→ **EXERCISE**
Take the line that contains "[point] at the blue ottoman" as the first line and the final line of the records as the last; return exactly those lines and the lines between.
──────────
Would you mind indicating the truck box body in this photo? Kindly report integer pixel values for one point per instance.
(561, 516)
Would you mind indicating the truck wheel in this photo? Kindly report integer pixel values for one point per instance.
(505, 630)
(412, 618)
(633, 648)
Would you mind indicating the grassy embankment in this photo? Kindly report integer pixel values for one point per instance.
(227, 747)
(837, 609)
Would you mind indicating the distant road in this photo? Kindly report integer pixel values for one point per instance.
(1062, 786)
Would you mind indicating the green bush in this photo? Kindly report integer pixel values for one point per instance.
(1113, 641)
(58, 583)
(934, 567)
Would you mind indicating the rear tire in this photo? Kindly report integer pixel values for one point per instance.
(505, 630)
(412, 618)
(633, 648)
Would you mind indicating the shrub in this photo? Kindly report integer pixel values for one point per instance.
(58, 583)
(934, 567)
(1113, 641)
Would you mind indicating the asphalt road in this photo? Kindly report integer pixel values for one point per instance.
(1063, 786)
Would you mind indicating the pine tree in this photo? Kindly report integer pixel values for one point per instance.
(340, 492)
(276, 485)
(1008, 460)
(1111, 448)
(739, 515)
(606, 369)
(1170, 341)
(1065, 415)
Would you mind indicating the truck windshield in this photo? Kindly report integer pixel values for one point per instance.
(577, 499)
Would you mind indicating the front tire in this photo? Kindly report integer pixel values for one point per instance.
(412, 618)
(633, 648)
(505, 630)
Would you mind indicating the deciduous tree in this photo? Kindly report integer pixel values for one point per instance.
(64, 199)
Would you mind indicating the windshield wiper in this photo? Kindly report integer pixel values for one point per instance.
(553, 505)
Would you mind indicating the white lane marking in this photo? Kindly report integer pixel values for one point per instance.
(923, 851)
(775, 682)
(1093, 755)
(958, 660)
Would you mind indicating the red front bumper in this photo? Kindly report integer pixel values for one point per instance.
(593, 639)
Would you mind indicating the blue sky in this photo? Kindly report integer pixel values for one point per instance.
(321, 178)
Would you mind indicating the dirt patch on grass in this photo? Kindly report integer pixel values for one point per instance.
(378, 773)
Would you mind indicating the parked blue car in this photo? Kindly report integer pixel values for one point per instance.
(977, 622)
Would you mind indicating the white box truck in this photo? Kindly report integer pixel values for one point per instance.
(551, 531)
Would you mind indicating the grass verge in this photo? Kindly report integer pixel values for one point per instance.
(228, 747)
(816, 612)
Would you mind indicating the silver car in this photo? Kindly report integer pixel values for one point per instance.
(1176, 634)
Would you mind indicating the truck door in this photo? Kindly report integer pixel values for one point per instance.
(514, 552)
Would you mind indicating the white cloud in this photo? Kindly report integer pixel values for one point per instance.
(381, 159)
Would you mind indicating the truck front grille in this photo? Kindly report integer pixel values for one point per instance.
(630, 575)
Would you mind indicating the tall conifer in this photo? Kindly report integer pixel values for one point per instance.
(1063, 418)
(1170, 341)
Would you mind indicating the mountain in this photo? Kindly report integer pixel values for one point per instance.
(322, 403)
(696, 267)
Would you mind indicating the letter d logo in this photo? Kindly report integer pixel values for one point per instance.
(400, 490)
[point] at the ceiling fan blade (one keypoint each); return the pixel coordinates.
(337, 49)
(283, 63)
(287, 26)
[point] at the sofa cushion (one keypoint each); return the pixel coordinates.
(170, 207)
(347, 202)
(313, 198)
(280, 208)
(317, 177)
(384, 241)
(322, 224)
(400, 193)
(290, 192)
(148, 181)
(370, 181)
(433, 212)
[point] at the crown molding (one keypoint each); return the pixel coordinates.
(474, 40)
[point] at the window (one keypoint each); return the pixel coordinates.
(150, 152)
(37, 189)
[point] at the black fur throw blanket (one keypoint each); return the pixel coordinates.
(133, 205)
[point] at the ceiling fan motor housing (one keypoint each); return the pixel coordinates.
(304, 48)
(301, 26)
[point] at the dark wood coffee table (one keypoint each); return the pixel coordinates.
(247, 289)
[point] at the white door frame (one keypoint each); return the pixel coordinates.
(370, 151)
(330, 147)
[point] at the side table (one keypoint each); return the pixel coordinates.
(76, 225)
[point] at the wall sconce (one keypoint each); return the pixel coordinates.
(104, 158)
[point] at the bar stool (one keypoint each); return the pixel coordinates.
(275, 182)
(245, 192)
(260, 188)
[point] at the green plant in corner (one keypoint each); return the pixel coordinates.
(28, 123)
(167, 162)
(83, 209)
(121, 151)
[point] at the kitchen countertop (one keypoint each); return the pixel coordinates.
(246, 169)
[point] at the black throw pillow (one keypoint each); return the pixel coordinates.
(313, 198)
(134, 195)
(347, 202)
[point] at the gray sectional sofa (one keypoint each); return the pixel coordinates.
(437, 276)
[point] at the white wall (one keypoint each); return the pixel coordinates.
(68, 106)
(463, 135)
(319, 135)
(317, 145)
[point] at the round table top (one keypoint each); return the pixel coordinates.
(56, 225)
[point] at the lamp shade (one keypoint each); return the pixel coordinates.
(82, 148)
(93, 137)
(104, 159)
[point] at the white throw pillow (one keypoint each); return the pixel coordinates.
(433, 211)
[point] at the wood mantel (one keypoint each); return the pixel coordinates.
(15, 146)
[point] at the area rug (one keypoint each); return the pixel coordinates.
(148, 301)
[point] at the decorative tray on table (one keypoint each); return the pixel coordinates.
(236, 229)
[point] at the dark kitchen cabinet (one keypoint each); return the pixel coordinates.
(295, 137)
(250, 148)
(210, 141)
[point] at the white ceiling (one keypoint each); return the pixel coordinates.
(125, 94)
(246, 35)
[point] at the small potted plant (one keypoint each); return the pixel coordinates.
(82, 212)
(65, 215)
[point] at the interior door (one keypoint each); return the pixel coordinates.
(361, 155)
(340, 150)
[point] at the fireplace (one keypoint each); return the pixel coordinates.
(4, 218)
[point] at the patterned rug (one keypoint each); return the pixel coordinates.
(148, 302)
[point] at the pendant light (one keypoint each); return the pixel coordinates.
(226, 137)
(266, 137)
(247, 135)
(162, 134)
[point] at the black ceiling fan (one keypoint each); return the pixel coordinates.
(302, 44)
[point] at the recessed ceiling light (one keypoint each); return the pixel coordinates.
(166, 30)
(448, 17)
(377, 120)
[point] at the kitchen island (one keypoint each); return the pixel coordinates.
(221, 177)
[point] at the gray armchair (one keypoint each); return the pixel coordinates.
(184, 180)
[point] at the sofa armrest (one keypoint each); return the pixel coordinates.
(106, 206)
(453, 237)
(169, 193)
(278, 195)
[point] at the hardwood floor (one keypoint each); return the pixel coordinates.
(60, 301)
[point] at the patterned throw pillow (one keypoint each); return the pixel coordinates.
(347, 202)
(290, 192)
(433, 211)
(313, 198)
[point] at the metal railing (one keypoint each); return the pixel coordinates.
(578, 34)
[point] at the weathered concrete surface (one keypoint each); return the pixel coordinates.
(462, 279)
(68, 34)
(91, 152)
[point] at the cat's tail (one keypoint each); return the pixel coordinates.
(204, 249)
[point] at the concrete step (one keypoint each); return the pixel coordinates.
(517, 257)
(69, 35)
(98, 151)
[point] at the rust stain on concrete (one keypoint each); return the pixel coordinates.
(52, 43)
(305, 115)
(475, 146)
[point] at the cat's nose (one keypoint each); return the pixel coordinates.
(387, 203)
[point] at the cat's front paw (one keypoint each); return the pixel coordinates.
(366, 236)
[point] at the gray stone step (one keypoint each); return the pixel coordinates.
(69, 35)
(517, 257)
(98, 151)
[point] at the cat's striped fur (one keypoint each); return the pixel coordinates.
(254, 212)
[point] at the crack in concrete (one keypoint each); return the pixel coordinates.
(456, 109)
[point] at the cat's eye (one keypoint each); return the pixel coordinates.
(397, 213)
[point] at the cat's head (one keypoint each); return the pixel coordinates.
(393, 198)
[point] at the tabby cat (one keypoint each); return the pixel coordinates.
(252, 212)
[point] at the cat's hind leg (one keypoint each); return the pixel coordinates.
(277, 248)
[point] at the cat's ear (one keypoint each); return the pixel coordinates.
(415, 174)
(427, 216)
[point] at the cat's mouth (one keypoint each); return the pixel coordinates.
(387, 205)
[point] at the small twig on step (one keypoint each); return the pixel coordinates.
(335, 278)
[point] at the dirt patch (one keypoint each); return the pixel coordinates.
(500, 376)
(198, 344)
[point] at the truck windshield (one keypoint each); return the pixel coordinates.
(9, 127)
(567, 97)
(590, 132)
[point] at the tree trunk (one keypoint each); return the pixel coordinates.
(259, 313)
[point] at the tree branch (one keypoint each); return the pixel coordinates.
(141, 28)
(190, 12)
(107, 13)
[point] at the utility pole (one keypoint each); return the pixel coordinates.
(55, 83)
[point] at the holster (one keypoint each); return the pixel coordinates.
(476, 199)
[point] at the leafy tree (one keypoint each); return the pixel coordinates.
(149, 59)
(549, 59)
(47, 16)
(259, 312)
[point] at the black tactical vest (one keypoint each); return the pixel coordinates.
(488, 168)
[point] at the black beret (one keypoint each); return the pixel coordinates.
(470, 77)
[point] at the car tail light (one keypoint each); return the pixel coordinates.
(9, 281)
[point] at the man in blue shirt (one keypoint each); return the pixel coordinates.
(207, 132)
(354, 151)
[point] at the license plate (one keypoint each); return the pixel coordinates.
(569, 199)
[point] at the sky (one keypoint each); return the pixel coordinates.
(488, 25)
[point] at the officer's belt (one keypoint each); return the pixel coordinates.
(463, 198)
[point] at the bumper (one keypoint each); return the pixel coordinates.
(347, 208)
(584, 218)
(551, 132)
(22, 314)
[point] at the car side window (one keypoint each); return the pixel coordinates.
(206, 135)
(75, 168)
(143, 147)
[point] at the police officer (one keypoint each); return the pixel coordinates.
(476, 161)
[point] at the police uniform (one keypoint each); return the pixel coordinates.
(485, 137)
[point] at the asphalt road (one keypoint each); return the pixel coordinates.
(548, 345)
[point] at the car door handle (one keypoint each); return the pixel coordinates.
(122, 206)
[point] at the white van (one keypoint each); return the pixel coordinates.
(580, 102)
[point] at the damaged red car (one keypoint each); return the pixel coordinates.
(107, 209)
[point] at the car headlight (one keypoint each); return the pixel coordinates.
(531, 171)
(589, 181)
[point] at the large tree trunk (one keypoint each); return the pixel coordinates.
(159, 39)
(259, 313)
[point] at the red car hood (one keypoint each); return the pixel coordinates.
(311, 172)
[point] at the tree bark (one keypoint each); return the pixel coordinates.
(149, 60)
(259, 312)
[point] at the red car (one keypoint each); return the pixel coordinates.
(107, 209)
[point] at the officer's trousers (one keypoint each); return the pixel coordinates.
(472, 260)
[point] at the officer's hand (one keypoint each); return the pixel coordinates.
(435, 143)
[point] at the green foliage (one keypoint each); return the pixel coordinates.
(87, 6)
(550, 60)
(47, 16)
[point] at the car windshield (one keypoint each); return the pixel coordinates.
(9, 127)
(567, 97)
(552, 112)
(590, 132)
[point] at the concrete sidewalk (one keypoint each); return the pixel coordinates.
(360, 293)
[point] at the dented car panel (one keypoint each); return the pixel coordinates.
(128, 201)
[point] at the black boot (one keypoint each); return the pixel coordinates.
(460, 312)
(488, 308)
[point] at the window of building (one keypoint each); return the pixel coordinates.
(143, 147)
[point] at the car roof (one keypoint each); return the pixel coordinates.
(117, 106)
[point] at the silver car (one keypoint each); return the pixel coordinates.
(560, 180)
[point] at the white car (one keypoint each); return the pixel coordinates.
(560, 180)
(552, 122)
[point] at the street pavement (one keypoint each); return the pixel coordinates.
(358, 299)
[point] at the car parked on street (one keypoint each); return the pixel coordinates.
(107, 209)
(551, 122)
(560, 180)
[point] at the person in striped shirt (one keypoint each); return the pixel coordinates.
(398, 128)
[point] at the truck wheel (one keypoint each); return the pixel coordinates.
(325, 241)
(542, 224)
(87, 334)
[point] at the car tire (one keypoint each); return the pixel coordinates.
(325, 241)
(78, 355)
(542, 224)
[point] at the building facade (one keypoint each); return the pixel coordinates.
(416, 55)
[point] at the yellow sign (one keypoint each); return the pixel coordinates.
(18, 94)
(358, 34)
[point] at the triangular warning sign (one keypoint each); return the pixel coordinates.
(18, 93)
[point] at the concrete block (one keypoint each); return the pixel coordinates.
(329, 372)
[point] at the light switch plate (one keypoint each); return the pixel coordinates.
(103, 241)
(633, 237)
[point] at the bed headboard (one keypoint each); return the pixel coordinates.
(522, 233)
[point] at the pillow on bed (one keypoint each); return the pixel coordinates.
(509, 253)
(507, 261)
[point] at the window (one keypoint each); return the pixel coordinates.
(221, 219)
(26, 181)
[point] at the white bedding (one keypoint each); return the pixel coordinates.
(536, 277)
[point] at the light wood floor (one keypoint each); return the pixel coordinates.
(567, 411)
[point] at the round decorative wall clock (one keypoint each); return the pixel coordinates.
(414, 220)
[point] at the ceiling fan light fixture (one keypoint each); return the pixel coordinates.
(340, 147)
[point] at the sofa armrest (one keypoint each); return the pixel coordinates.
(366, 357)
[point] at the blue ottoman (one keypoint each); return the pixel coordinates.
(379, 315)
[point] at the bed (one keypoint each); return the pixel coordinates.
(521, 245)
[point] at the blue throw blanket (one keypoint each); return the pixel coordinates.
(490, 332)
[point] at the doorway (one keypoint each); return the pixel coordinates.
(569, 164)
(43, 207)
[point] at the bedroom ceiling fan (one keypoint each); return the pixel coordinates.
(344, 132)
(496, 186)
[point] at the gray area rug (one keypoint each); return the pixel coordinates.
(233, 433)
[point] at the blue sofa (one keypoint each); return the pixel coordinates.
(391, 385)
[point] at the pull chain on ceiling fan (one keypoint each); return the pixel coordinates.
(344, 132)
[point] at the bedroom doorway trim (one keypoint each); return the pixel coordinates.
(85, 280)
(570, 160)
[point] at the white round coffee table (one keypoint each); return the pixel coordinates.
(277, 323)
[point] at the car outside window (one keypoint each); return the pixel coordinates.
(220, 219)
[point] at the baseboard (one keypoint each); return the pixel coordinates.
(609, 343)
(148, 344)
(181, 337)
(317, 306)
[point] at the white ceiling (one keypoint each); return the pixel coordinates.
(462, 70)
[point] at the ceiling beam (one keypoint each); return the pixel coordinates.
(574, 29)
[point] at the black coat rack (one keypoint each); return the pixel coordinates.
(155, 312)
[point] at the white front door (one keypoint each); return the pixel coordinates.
──────────
→ **RESPONSE TO THE TASK**
[point] at the blue ottoman (one keypoint each); return the pixel coordinates.
(379, 315)
[point] at the bed (one keypoint each); return the pixel coordinates.
(521, 245)
[point] at the blue throw blanket (one keypoint each); return the pixel coordinates.
(490, 332)
[point] at the doorway (one keypoint each); return the pixel coordinates.
(569, 164)
(43, 207)
[point] at the bedroom ceiling fan (one keypoint each); return the pixel coordinates.
(344, 132)
(496, 186)
[point] at the gray area rug (one keypoint each); return the pixel coordinates.
(233, 433)
[point] at the blue sofa (one keypoint each); return the pixel coordinates.
(391, 385)
[point] at the pull chain on ceiling fan (one keypoint each); return the pixel coordinates.
(344, 132)
[point] at the bedroom doorway trim (one keypoint each); return the pixel coordinates.
(85, 280)
(570, 160)
[point] at the white round coffee table (one keypoint each); return the pixel coordinates.
(277, 323)
[point] at the car outside window (one keypoint each); return the pixel coordinates.
(220, 219)
[point] at the baseboard (one keypoint each); return the pixel coordinates.
(609, 343)
(148, 344)
(181, 337)
(317, 306)
[point] at the white ceiling (one keypoint each); return the pixel coordinates.
(462, 70)
[point] at the ceiling beam (one keypoint each); return the pixel coordinates.
(574, 29)
[point] at the black coat rack (one keypoint each); return the pixel coordinates.
(155, 312)
[point] at the white front door (one keypoint each); return the pixel coordinates.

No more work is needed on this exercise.